Print every record exactly, with nothing added or left out.

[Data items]
----

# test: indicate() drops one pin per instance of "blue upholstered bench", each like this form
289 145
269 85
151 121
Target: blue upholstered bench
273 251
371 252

----

* Answer box *
# test: indicate() drops one pin per instance of "blue upholstered bench", each like this form
289 145
269 85
151 121
Target: blue upholstered bench
273 251
371 252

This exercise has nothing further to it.